- **DIE AUFGABE**: Gib einen Abschnitt aus dem Auszug wörtlich wieder. Setze bei den Worten „Details gibt es“ ein und ende nach „bei mir :c .“.

- **AUSZUG**:
Also Thomas, ich finde die Fliegen super#6,

@Vossi, ja, ja, ich ahnte schon wer da aus dem Knick kommen würde |supergri 
Wie wars auf Rügen?:m 

Gernot#h


----------



## Ace (17. Oktober 2005)

*AW: Guter Bindestock*

"Ein Diggler auf Rügen" ??? Oha, da will ich auch wat von hören


----------



## Rausreißer (17. Oktober 2005)

*AW: Guter Bindestock*

Moin Ace, 
bestimmt kommt sowas wie: Ich war ja gar nicht fischen 

Schönen Wochenstart...

Gernot#h


----------



## Dorschdiggler (17. Oktober 2005)

*AW: Guter Bindestock*



			
				Rausreißer schrieb:
			
		

> |supergri
> Wie wars auf Rügen?:m
> 
> Gernot#h



#6 #6 #6 #6 einfach traumhaft !!!



			
				Rausreißer schrieb:
			
		

> bestimmt kommt sowas wie: Ich war ja gar nicht fischen


  #6 #6 auch das ist korrekt :q 

es gibt trotzdem etwas zu erzählen......aber lieber nicht hier......nachher werde ich noch wiedererkannt 

Details gibt es bei einem gemeinsamen Fischen #h #h


----------



## Stingray (17. Oktober 2005)

*AW: Guter Bindestock*

@ Südlicht und Rausreißer

Die Magnus sind O.K. Aber die anderen beiden |gr: . In jeder Fliege sind je zwei Hechelpaare eingebunden. Und die sollen genau nebeneinander sein, also parallel, und nicht wie ein Fächer, wie bei mir :c .

Gruß Thomas


----------

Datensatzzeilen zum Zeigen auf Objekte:
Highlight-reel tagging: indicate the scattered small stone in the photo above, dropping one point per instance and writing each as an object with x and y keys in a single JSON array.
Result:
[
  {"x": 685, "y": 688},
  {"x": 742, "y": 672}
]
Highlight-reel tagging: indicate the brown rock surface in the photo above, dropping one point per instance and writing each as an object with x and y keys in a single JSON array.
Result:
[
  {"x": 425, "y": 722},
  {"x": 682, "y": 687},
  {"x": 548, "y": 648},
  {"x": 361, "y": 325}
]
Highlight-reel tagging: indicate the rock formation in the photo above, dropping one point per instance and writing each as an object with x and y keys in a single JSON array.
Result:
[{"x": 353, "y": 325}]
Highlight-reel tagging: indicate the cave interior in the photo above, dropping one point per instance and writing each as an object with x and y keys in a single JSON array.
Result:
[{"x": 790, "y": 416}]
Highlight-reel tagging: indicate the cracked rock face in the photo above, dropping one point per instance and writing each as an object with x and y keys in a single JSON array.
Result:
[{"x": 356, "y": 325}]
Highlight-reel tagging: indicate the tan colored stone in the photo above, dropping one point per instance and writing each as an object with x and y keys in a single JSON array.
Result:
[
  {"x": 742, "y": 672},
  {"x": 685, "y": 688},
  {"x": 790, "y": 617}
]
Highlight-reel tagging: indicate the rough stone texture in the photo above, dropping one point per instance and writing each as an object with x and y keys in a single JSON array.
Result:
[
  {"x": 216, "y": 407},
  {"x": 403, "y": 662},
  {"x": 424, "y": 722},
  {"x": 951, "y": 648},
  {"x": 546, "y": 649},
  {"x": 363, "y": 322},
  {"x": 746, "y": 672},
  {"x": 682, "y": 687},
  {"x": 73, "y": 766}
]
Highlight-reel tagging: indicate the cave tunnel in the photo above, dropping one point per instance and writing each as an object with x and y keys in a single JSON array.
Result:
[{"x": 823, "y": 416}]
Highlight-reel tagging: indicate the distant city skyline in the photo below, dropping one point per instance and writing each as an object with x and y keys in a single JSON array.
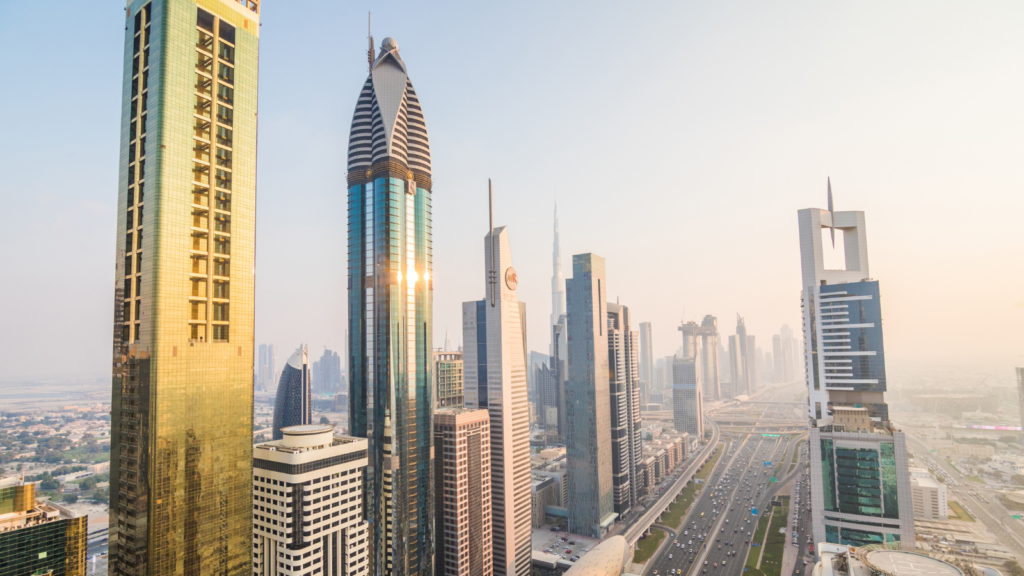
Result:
[{"x": 901, "y": 138}]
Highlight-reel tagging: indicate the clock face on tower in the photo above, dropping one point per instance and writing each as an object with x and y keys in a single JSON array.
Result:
[{"x": 511, "y": 280}]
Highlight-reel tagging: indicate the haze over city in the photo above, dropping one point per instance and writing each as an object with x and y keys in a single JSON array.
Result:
[
  {"x": 583, "y": 289},
  {"x": 678, "y": 139}
]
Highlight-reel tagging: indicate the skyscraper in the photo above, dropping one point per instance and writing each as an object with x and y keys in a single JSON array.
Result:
[
  {"x": 707, "y": 332},
  {"x": 557, "y": 290},
  {"x": 182, "y": 366},
  {"x": 560, "y": 368},
  {"x": 687, "y": 388},
  {"x": 290, "y": 536},
  {"x": 753, "y": 368},
  {"x": 737, "y": 367},
  {"x": 496, "y": 380},
  {"x": 267, "y": 369},
  {"x": 624, "y": 385},
  {"x": 588, "y": 408},
  {"x": 647, "y": 376},
  {"x": 449, "y": 379},
  {"x": 463, "y": 507},
  {"x": 39, "y": 537},
  {"x": 293, "y": 405},
  {"x": 1020, "y": 396},
  {"x": 390, "y": 312},
  {"x": 860, "y": 485},
  {"x": 778, "y": 368}
]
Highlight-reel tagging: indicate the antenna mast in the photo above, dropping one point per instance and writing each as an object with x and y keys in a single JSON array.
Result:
[
  {"x": 370, "y": 44},
  {"x": 493, "y": 273}
]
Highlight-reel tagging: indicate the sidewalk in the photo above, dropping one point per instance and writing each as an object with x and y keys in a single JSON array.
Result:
[{"x": 792, "y": 554}]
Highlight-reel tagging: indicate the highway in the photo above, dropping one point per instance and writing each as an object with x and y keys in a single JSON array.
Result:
[
  {"x": 650, "y": 516},
  {"x": 738, "y": 485}
]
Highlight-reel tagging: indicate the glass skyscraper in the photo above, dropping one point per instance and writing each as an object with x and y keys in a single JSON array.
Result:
[
  {"x": 860, "y": 485},
  {"x": 293, "y": 405},
  {"x": 182, "y": 346},
  {"x": 390, "y": 312}
]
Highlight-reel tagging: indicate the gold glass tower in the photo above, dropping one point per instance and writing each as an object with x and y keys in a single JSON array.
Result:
[{"x": 182, "y": 377}]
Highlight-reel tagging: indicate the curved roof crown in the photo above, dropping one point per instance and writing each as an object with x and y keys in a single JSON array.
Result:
[{"x": 388, "y": 122}]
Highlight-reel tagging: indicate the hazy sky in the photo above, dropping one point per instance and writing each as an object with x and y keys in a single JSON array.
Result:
[{"x": 679, "y": 138}]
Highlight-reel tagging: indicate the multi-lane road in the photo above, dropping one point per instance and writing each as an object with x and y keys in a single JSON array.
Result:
[{"x": 718, "y": 530}]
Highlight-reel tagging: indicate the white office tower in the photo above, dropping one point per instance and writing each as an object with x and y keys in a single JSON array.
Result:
[
  {"x": 687, "y": 388},
  {"x": 646, "y": 362},
  {"x": 496, "y": 379},
  {"x": 307, "y": 504},
  {"x": 557, "y": 286},
  {"x": 860, "y": 487}
]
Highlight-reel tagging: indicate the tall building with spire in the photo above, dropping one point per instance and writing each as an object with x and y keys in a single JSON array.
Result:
[
  {"x": 557, "y": 285},
  {"x": 293, "y": 404},
  {"x": 860, "y": 482},
  {"x": 588, "y": 407},
  {"x": 624, "y": 386},
  {"x": 646, "y": 362},
  {"x": 182, "y": 342},
  {"x": 390, "y": 312},
  {"x": 496, "y": 380}
]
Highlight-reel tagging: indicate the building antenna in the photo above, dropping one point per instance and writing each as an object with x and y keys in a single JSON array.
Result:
[
  {"x": 493, "y": 273},
  {"x": 370, "y": 48},
  {"x": 832, "y": 215}
]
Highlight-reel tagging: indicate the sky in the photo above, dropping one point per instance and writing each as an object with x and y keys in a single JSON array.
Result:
[{"x": 678, "y": 138}]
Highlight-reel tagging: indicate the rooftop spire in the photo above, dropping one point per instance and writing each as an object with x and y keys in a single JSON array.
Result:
[
  {"x": 370, "y": 50},
  {"x": 832, "y": 214},
  {"x": 493, "y": 273}
]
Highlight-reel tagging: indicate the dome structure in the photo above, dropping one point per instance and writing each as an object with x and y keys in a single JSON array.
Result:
[{"x": 388, "y": 123}]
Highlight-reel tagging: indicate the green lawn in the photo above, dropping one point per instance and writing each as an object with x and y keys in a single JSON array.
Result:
[
  {"x": 960, "y": 511},
  {"x": 702, "y": 475},
  {"x": 647, "y": 545},
  {"x": 771, "y": 562},
  {"x": 677, "y": 510}
]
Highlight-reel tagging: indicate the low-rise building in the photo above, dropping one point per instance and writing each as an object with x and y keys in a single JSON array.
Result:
[
  {"x": 930, "y": 498},
  {"x": 39, "y": 536}
]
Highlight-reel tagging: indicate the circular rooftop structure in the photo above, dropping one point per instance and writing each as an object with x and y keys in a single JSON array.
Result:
[
  {"x": 606, "y": 559},
  {"x": 908, "y": 564},
  {"x": 304, "y": 429}
]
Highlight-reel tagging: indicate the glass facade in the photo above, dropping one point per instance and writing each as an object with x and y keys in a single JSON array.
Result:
[
  {"x": 293, "y": 405},
  {"x": 182, "y": 379},
  {"x": 859, "y": 481},
  {"x": 56, "y": 547},
  {"x": 856, "y": 537},
  {"x": 851, "y": 332},
  {"x": 391, "y": 372},
  {"x": 828, "y": 475}
]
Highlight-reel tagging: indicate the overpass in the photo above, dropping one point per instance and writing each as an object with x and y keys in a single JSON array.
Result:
[{"x": 651, "y": 515}]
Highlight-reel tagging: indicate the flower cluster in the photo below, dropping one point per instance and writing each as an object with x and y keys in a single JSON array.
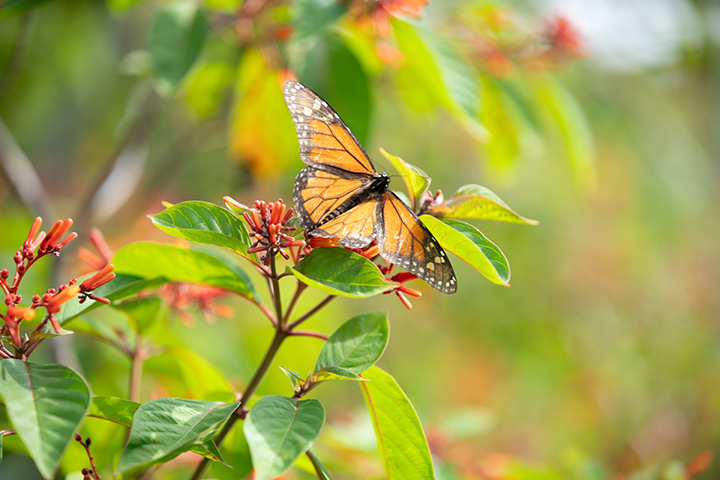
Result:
[
  {"x": 39, "y": 244},
  {"x": 269, "y": 224},
  {"x": 501, "y": 42}
]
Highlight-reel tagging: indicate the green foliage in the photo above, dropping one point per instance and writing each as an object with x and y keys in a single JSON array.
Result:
[
  {"x": 279, "y": 430},
  {"x": 337, "y": 271},
  {"x": 468, "y": 243},
  {"x": 114, "y": 409},
  {"x": 46, "y": 404},
  {"x": 205, "y": 223},
  {"x": 175, "y": 264},
  {"x": 401, "y": 441},
  {"x": 164, "y": 428},
  {"x": 357, "y": 344}
]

- **VOLLSTÄNDIGE AUSGABE**:
Details gibt es bei einem gemeinsamen Fischen #h #h


----------



## Stingray (17. Oktober 2005)

*AW: Guter Bindestock*

@ Südlicht und Rausreißer

Die Magnus sind O.K. Aber die anderen beiden |gr: . In jeder Fliege sind je zwei Hechelpaare eingebunden. Und die sollen genau nebeneinander sein, also parallel, und nicht wie ein Fächer, wie bei mir :c .